--- Selected excerpt ---
· · ·

At the risk of invading my own Ma's privacy, for most of my life she has been a widow. We never really talked about men: she is an old-school Italian Catholic of a certain generation, and I am male, and her son. There was one exception (maybe two - that priest in The Thorn Birds, Richard Chamberlain!). I knew, because she perhaps even said out loud, that she found James Bond handsome. Not just any Bond, but Roger Moore's Bond, the one that viewed through a modern prism, we ridicule for his corny humour, chat-up lines and single eyebrow acting.
Perhaps she had watched him in The Saint, one of the first British heroes she would have seen after coming over from Italy, perhaps he was everyone's idea of the suave English gentleman – it was after all the era of the Milk Tray Man. It helped that he married a beautiful Italian.

· · ·

--- Source material ---

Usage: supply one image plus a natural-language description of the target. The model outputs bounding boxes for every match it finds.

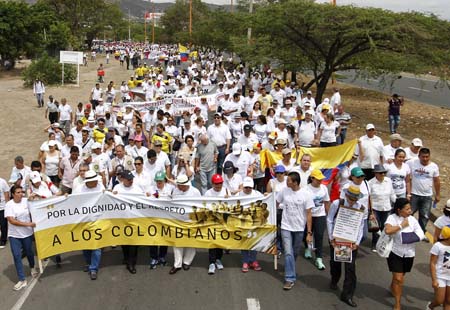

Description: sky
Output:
[155,0,450,20]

· · ·

--- Set of tasks ---
[A] Print the Roger Moore passage from "At the risk" up to and including "a beautiful Italian.".
[B] Carry on writing the Roger Moore passage, picking up right after its final sentence.
The data has no connection to the Roger Moore passage.

--- Task responses ---
[A]
At the risk of invading my own Ma's privacy, for most of my life she has been a widow. We never really talked about men: she is an old-school Italian Catholic of a certain generation, and I am male, and her son. There was one exception (maybe two - that priest in The Thorn Birds, Richard Chamberlain!). I knew, because she perhaps even said out loud, that she found James Bond handsome. Not just any Bond, but Roger Moore's Bond, the one that viewed through a modern prism, we ridicule for his corny humour, chat-up lines and single eyebrow acting.
Perhaps she had watched him in The Saint, one of the first British heroes she would have seen after coming over from Italy, perhaps he was everyone's idea of the suave English gentleman – it was after all the era of the Milk Tray Man. It helped that he married a beautiful Italian.

[B]
Most men (and many women) have a relationship with Bond, wittingly or otherwise. Our perception of what makes a "real" or "desirable" man is so reflected in who plays the contemporary 007. The full 180-degree arc of public sexual fantasy runs from Ursula Andress emerging in that bikini in Dr No (1962) to Daniel Craig in those trunks in Casino Royale (2006). Daniel Craig's masculine but ambiguous Bond perfectly sums up the ideal of the modern male. Skyfall? Can't wait.